Repeat word for word the part of the Honda Atlas Cars earnings report starting at "Earnings per share" and ending at "in the market.".

▸ Passage for review
===============

Honda Atlas Cars Pakistan Ltd. (HCAR) announced its financial results for the third quarter that ended December 31, 2020.
The company has reported a profit of Rs. 751.80 million during the 3rd quarter. It had reported a loss of Rs. 41.25 in the same period last year. During the first nine months, the profits of the company grew by 26.40 percent to Rs. 897.65 million as compared to Rs. 710.15 million.
During this quarter, the company sales bounced back massively by 80 percent to Rs. 17.64 billion as compared with Rs. 9.86 billion recorded in the same period last year, with multiple price hikes. The cost of sales was reported at Rs. 16.49 billion, up by 80 percent compared to Rs. 9.21 billion. This took the gross profits to Rs. 1.15 billion, up by 78.02 percent compared to Rs. 646 million.
Gross margins slightly fell to 6.5 percent in 3QMY21 against 6.8 percent in 3QMY20. There was an increase in freight costs due to COVID-induced supply chain disruptions, and a lower than expected share of Civic could be the likely cause of the decline. On the other hand, net margins surged to 4.3 percent in 3QMY21 from -0.4 percent in 3QMY20 due to a massive reduction in finance cost.
The main reason behind the increase in profits is growing sales as the volumes bounced back by 69 percent due to attractive auto-financing rates and the release of pent-up demand post lockdown and lower finance costs.
Units Sold (Oct 2020-Dec 2020)
|Models||Units Sold in 2020 (3QMY21)||Units Sold in 2019 (3QMY20)||Difference|
|Civic and City||5,475||2,990||83.11%|
During the third quarter, Honda Cars sold 6,231 units compared to 7,435 units sold during the previous quarter, which was 16 percent lower due to the entrance of new players and their new models.
However, the other income of the company increased by 23x or 2301.87 percent during the quarter to Rs. 244.03 million as compared to Rs. 10.1 million in the same period last year due to the increase in new car bookings.
Distribution and marketing costs decreased by 63 percent to Rs. 89.90 million compared to Rs. 241.37 million during the period under view. Administrative expenses increased to Rs. 206.61 million compared to Rs. 172.64 million.
Due to a decrease in interest rates during the period, the financing cost of the company decreased by 90 percent to Rs. 33.37 million as compared to Rs. 322 million during the quarter.
Earnings per share of the company were reported at Rs. 5.26. It had reported a loss per share of Rs. 0.29 in the corresponding period.
HCARS’s share at the bourse closed at Rs. 317.60, up by Rs. 6.02 or 1.93 percent, with a turnover of 496,300 shares on Wednesday.
In December 2020, Honda Atlas Cars sold only 1,764 vehicles in December 2020, recording an MoM sales decrease of 21 percent and YoY increase of 76 percent.
With that taken into account, although the quarterly figures might show signs of progress, the automaker continues to struggle monthly, especially after the introduction of some newer choices in the market.
At the same price point as a 2-generations-old City, there are now two newer options in the form of the new Yaris and the Changan Alsvin sedan. Whereas at the same price point as the Civic, there are now plenty of choices, namely, Kia Sportage Alpha, DFSK Glory 580, Proton X70, and the new MG ZS 1.5, all of whom are bigger, better-equipped vehicles.
With that said, Atlas Honda still has to pull out some new offerings from its arsenal to stay relevant in the rapidly shifting automotive industry of Pakistan.

===============

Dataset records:
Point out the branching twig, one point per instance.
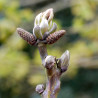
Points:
(54, 67)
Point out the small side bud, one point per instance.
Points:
(64, 61)
(26, 36)
(38, 19)
(50, 62)
(40, 88)
(48, 14)
(37, 32)
(53, 29)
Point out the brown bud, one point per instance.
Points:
(52, 38)
(26, 36)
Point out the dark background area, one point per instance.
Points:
(20, 63)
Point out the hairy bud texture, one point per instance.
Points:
(26, 36)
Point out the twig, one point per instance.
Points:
(54, 67)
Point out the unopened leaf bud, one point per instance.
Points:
(64, 61)
(53, 29)
(44, 26)
(37, 32)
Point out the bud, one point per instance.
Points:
(38, 19)
(49, 61)
(26, 36)
(43, 20)
(37, 32)
(40, 88)
(44, 26)
(64, 61)
(53, 29)
(48, 14)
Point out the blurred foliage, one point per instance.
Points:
(20, 63)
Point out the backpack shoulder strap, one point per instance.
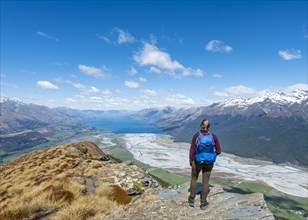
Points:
(199, 133)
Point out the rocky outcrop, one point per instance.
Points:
(172, 204)
(81, 177)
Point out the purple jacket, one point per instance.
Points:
(193, 145)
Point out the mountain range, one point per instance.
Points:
(272, 126)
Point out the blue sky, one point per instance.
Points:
(141, 54)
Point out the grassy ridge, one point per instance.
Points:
(281, 205)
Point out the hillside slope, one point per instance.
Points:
(71, 182)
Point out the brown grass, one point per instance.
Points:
(44, 181)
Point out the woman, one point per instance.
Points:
(206, 167)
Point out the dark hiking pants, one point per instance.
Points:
(206, 172)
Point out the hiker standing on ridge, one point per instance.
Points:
(202, 155)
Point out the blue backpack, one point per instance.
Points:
(204, 150)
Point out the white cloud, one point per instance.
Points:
(93, 89)
(154, 69)
(141, 79)
(220, 94)
(106, 92)
(124, 36)
(159, 60)
(132, 71)
(131, 84)
(70, 100)
(47, 85)
(149, 92)
(298, 86)
(290, 54)
(217, 76)
(239, 90)
(94, 71)
(40, 33)
(151, 55)
(218, 46)
(105, 39)
(179, 99)
(9, 85)
(233, 91)
(191, 72)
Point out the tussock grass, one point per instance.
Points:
(44, 181)
(85, 207)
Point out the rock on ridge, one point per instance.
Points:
(172, 204)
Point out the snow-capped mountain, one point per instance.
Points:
(279, 98)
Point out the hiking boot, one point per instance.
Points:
(191, 201)
(203, 205)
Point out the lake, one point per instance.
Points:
(122, 124)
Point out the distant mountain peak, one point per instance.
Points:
(280, 98)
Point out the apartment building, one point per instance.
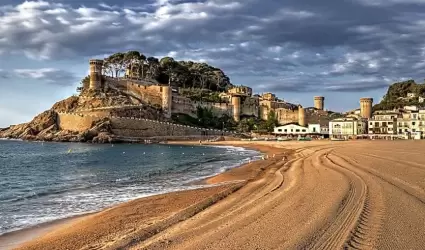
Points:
(383, 123)
(346, 128)
(411, 125)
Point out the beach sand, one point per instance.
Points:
(131, 221)
(329, 195)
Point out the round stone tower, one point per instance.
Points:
(366, 107)
(166, 100)
(301, 116)
(96, 74)
(319, 102)
(236, 102)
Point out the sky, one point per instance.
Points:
(340, 49)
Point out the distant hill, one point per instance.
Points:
(396, 96)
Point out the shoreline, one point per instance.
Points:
(231, 178)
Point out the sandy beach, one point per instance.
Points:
(328, 195)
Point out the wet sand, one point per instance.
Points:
(329, 195)
(135, 220)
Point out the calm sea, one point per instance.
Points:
(41, 182)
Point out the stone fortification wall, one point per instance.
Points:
(151, 94)
(76, 122)
(285, 116)
(186, 106)
(132, 110)
(132, 127)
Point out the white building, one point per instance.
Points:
(314, 128)
(411, 95)
(412, 125)
(348, 127)
(291, 129)
(295, 129)
(383, 123)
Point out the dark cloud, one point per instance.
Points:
(48, 75)
(289, 45)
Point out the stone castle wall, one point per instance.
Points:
(151, 94)
(132, 127)
(285, 116)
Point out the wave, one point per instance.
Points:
(50, 192)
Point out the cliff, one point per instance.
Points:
(46, 126)
(396, 96)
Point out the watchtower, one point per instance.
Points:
(301, 116)
(95, 73)
(319, 102)
(366, 107)
(236, 102)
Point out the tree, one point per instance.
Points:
(271, 122)
(84, 84)
(153, 67)
(131, 59)
(116, 64)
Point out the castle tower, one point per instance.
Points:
(301, 116)
(236, 102)
(96, 74)
(166, 100)
(366, 107)
(319, 102)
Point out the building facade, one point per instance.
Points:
(411, 125)
(346, 128)
(383, 123)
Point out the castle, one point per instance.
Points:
(237, 102)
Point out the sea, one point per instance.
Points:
(42, 182)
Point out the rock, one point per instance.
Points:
(103, 138)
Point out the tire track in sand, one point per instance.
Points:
(336, 234)
(367, 231)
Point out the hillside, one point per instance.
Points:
(396, 96)
(185, 74)
(44, 127)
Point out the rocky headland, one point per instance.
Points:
(45, 126)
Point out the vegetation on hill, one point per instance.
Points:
(199, 95)
(186, 74)
(396, 96)
(205, 119)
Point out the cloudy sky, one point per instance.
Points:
(342, 49)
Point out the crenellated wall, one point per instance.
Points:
(285, 116)
(156, 95)
(132, 127)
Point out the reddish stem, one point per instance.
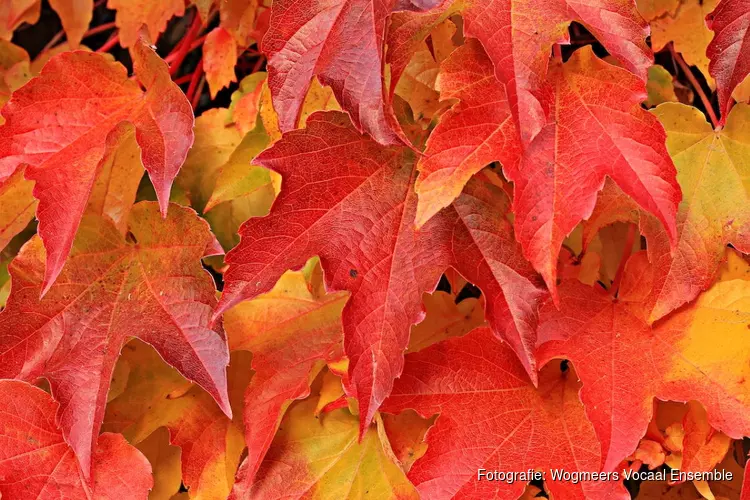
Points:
(113, 40)
(557, 52)
(183, 79)
(696, 86)
(93, 31)
(184, 48)
(197, 43)
(258, 64)
(194, 78)
(98, 29)
(629, 240)
(197, 97)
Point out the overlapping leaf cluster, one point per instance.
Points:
(457, 238)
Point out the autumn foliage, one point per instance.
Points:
(379, 246)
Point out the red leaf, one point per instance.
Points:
(597, 129)
(729, 50)
(491, 417)
(340, 42)
(109, 290)
(219, 58)
(477, 131)
(67, 121)
(518, 36)
(350, 201)
(35, 461)
(624, 363)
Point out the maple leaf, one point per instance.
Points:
(292, 331)
(157, 396)
(340, 42)
(75, 16)
(730, 62)
(405, 434)
(321, 457)
(558, 176)
(624, 363)
(110, 289)
(132, 14)
(31, 442)
(18, 206)
(563, 168)
(66, 122)
(518, 36)
(702, 446)
(699, 490)
(407, 33)
(14, 70)
(508, 417)
(165, 464)
(219, 58)
(651, 9)
(369, 246)
(687, 29)
(218, 177)
(477, 131)
(14, 13)
(660, 86)
(245, 103)
(446, 316)
(711, 171)
(241, 18)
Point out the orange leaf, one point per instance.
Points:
(149, 285)
(219, 58)
(36, 462)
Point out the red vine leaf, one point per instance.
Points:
(66, 122)
(368, 245)
(148, 285)
(36, 462)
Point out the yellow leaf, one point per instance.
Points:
(714, 173)
(651, 9)
(165, 464)
(321, 458)
(18, 206)
(292, 331)
(659, 86)
(132, 14)
(445, 319)
(13, 13)
(116, 184)
(75, 16)
(735, 267)
(215, 141)
(318, 98)
(687, 29)
(330, 390)
(156, 395)
(404, 434)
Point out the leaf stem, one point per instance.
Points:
(629, 240)
(98, 29)
(113, 40)
(197, 43)
(194, 79)
(696, 86)
(557, 51)
(93, 31)
(184, 47)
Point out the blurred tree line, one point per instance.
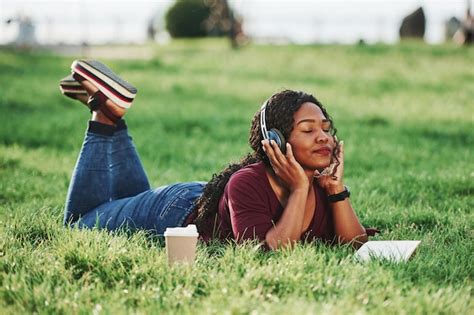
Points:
(200, 18)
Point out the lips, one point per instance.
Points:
(323, 151)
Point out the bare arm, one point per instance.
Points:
(346, 224)
(289, 228)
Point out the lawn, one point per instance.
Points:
(405, 113)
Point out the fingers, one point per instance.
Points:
(274, 153)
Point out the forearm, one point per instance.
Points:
(346, 224)
(289, 227)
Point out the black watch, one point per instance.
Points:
(340, 196)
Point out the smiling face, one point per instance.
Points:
(311, 138)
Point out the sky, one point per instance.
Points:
(299, 21)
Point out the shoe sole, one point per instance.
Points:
(71, 88)
(115, 88)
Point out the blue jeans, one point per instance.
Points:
(109, 189)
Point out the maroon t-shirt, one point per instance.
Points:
(249, 208)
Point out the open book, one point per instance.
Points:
(395, 251)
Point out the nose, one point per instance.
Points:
(322, 137)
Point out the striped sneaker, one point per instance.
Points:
(71, 88)
(111, 85)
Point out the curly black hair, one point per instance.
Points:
(279, 113)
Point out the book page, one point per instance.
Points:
(395, 251)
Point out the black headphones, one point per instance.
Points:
(272, 134)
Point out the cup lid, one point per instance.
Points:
(190, 230)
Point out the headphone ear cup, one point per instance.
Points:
(277, 136)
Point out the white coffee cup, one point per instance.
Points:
(181, 244)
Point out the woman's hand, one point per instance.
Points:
(332, 182)
(286, 167)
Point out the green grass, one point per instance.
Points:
(405, 113)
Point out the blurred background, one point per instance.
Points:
(71, 24)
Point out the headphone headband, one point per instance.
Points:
(263, 124)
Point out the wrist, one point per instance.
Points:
(336, 189)
(340, 196)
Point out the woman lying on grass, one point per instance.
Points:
(281, 193)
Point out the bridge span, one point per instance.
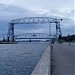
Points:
(34, 20)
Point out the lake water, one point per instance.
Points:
(20, 59)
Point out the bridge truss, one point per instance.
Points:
(33, 20)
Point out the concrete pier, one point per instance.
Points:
(43, 67)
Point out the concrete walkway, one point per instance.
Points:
(63, 60)
(43, 67)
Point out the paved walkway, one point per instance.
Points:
(63, 60)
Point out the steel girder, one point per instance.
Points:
(33, 20)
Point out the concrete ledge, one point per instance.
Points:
(43, 67)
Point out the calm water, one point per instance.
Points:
(20, 59)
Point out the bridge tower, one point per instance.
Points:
(10, 36)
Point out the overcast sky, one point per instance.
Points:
(11, 9)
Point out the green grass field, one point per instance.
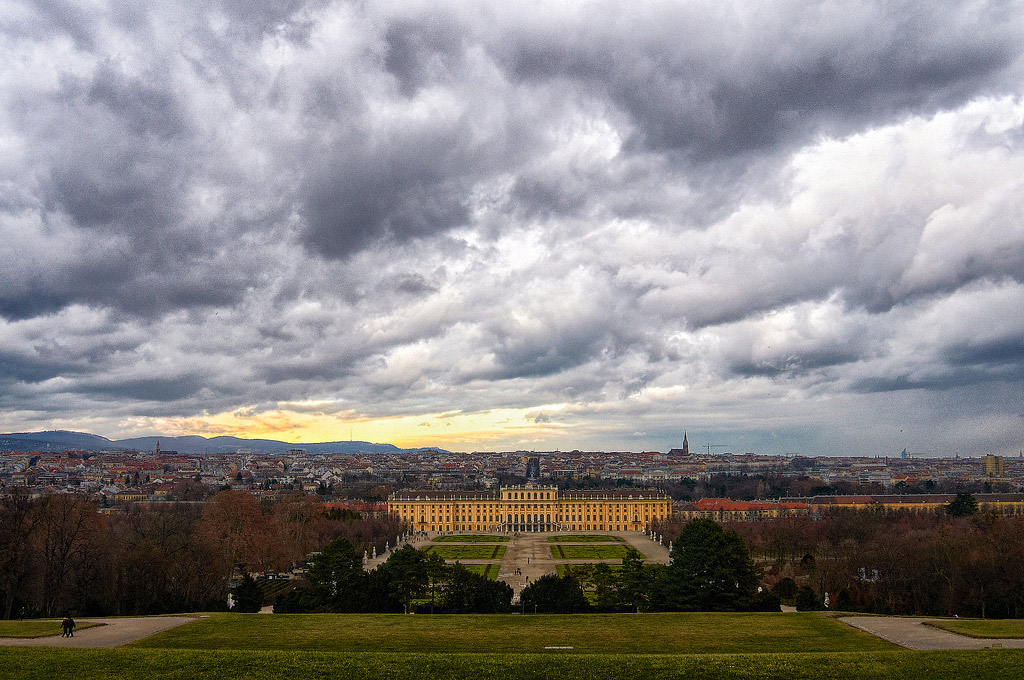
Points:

===============

▸ The answer
Earnings per share of the company were reported at Rs. 5.26. It had reported a loss per share of Rs. 0.29 in the corresponding period.
HCARS’s share at the bourse closed at Rs. 317.60, up by Rs. 6.02 or 1.93 percent, with a turnover of 496,300 shares on Wednesday.
In December 2020, Honda Atlas Cars sold only 1,764 vehicles in December 2020, recording an MoM sales decrease of 21 percent and YoY increase of 76 percent.
With that taken into account, although the quarterly figures might show signs of progress, the automaker continues to struggle monthly, especially after the introduction of some newer choices in the market.